Provided passage
Please dont send it our way - though it seems to be dropping by the hour here today
I think it was about 2 weeks ago that my aunt who lives in Ontario said it was 'springlike' there so a huge change


----------



## waresbear (Jun 18, 2011)

A balmy -10C here in the Cariboo! Still jammy pants weather for morning chores.
_Posted via Mobile Device_


----------



## busysmurf (Feb 16, 2012)

Not quite that bad here. But Saturday during the day it was 41*, then the cold front came thru. In less than an hour it dropped to 15*. The winds that came with it blew down our TV antenna and a few trees in the area.

Today it's 1* and -15 wind chill


----------



## Foxhunter (Feb 5, 2012)

I would not call -40 cold. I would call it f***ing freezing!


----------



## Breella (May 26, 2012)

I was whining about -8*f here. I don't know how you guys do all of the stall cleaning when it's that cold. I spent my three hours cleaning stalls and wishing I could get some hot coco.


----------



## ligoleth (Sep 9, 2011)

So glad I don't live where you are at! I can hardly stand the single digits at night, let alone the negatives!
_Posted via Mobile Device_


----------



## jaytee (Jan 31, 2012)

Been cold here too, -30*C(-22F) during the day -43*C(-45F) with the wind
_Posted via Mobile Device_


----------



## Horsesdontlie (Mar 11, 2011)

Felt like I should be sending you guys a picture of what I wore to my classes today...shorts and a tank top. It's 80* here. So much for winter...

I feel for all of you, while I eat my ice cream ;-)


----------



## Golden Horse (Feb 20, 2010)

Well today it's -16*C,nearly a heatwave, gonna go and play with the ponies.

Information shown
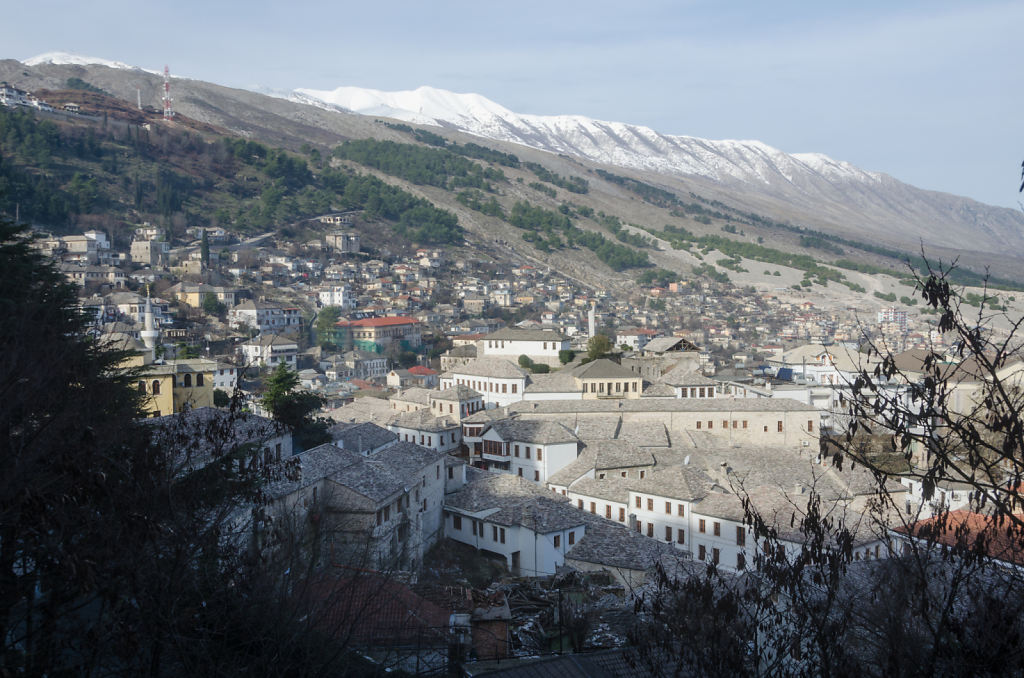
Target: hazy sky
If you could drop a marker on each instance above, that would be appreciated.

Directives
1: Write out everything in the cold-weather forum thread from "## waresbear (Jun" down to "(Feb 16, 2012)".
2: In the cold-weather forum thread, what did Horsesdontlie wear to classes that day?
3: Carry on the cold-weather forum thread after its last post.
The material comes from a different source than the cold-weather forum thread.

Exercise responses
1:
## waresbear (Jun 18, 2011)

A balmy -10C here in the Cariboo! Still jammy pants weather for morning chores.
_Posted via Mobile Device_


----------



## busysmurf (Feb 16, 2012)

2: Shorts and a tank top.

3:
----------



## Foxhunter (Feb 5, 2012)

Not so cold where I am, SW UK, only -2 but it is a horrid damp cold. 
Snow is falling so the whole country will be at a standstill tomorrow!


----------



## DimSum (Mar 28, 2012)

We've got an Alberta clipper blowing throw here today, wind chills are -15 in Michigan. I'll thank you canucks to keep yer clippers to yerselves!


----------



## jaytee (Jan 31, 2012)

DimSum said:


> We've got an Alberta clipper blowing throw here today, wind chills are -15 in Michigan. I'll thank you canucks to keep yer clippers to yerselves!


Be happy to lol, as long as you guys keep those Colorado lows out of canada
_Posted via Mobile Device_


----------



## DimSum (Mar 28, 2012)

Itsa deal! You guys keep warm up there!


----------



## Golden Horse (Feb 20, 2010)

Foxhunter said:


> Not so cold where I am, SW UK, only -2 but it is a horrid damp cold.
> Snow is falling so the whole country will be at a standstill tomorrow!


That one is still hard to explain to some people, the difference between my hairy happy monsters here at -40*C, who are comfortable, hang on, the view from my bedroom window yesterday morning










They were all lying down sunbathing, that is a nice little sun trap area, that seems to miss the wind, and they often hang about there.

At -2 and snowy in the UK mine would have been rugged up and preferably inside.


----------



## GallopingGuitarist (Jan 8, 2013)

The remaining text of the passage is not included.